Saint-Gildas de Rhuys

Abélard devient abbé bénédictin 1127/1129

Abélard arrive à Saint-Gildas

On peut se demander par quel cheminement Pierre Abélard a pu accepter de devenir abbé de ce monastère au bout du monde, si éloigné de Paris ou de Nogent-sur-Seine et du Paraclet où il demeure depuis 1122/1123. Cet homme si attaché à son métier d'enseignant va du jour au lendemain abandonner ce qu'il aime pour se consacrer à la direction d'une abbaye de moines rebelles et voir se disperser la communauté qu'il a créée au Paraclet. Alors qu'il est déjà âgé de 48/50 ans, qu'est-ce qui va le conduire à s'engager dans cette nouvelle vie ?

Les explications d'Abélard

Abélard s'est donc réfugié au Paraclet dans l'ermitage qu'il s'est construit :
"J'étais, de corps, caché en ce lieu ; mais ma renommée parcourait le monde entier" historia calamitatum

Cependant, il continue d'être l'objet de vives critiques de la part de ses anciens rivaux de Soissons, Albéric et Lotulfe mais aussi de deux religieux, de deux personnalités influentes. Sans les nommer Abélard désigne clairement ceux qu'il appelle les "nouveaux apôtres" : Bernard de Clairvaux et Norbert de Xantem fondateur de l'ordre des Prémontrés, à proximité de Laon. Ce sont de grands prédicateurs, très écoutés !

» **Extrait source**:

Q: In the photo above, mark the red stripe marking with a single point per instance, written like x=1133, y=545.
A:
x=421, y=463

» **Consignes**:
1. Recopiez fidèlement le passage du texte sur Abélard qui commence par les mots « Les explications d'Abélard » et se termine par « très écoutés ! ».
2. Reprenez le texte sur Abélard et rédigez-en la suite à partir de sa dernière phrase.
La liste constitue un document distinct du texte sur Abélard.

» **Réponses rédigées**:
1.
Les explications d'Abélard

Abélard s'est donc réfugié au Paraclet dans l'ermitage qu'il s'est construit :
"J'étais, de corps, caché en ce lieu ; mais ma renommée parcourait le monde entier" historia calamitatum

Cependant, il continue d'être l'objet de vives critiques de la part de ses anciens rivaux de Soissons, Albéric et Lotulfe mais aussi de deux religieux, de deux personnalités influentes. Sans les nommer Abélard désigne clairement ceux qu'il appelle les "nouveaux apôtres" : Bernard de Clairvaux et Norbert de Xantem fondateur de l'ordre des Prémontrés, à proximité de Laon. Ce sont de grands prédicateurs, très écoutés !

2.
"Ces hommes, dans leurs prédications à travers le monde, me déchirant sans pudeur de toutes leurs forces, parvinrent à exciter momentanément contre moi le mépris de certaines puissances ecclésiastiques et séculières,"
On le sait, Abélard, qui a des élèves-étudiants nombreux au Paraclet, a gardé un souvenir amer de sa condamnation à Soissons en 1121 où il avait dû brûler en public, de sa propre main, sont traité sur la Trinité. Chaque nouvelle réunion ecclésiastique lui fait craindre qu'on s'acharne de nouveau à extraire quelques phrases de son enseignement pour le faire condamner une nouvelle fois. Par peur, quelques-uns de ses amis le quittent.
"Frappé d'effroi, et comme sous la menace d'un coup de foudre, je m'attendais à être, d'un moment à l'autre, traîné comme un hérétique ou un impur dans les conciles ou dans les assemblées."

Si l'on en croit Abélard, c'est donc pour fuir ce danger qu'il accepte de s'exiler à l'extrême ouest, comme dit-il, saint Jérôme s'est exilé en Orient, à Bethléem, au IVème siècle. Son désarroi est tel qu'il pense même, à certaines heures, partir en pays musulman - sans doute en Espagne - où, croit-il, il sera bien accueilli en raison même de son différend avec les autorités chrétiennes. Illusions ou exagérations littéraires ?
"Jamais, en effet, j'en prends Dieu à témoin, jamais je n'aurais acquiescé à une telle offre, si ce n'eût été pour échapper, n'importe comment, aux vexations dont j'étais incessamment accablé."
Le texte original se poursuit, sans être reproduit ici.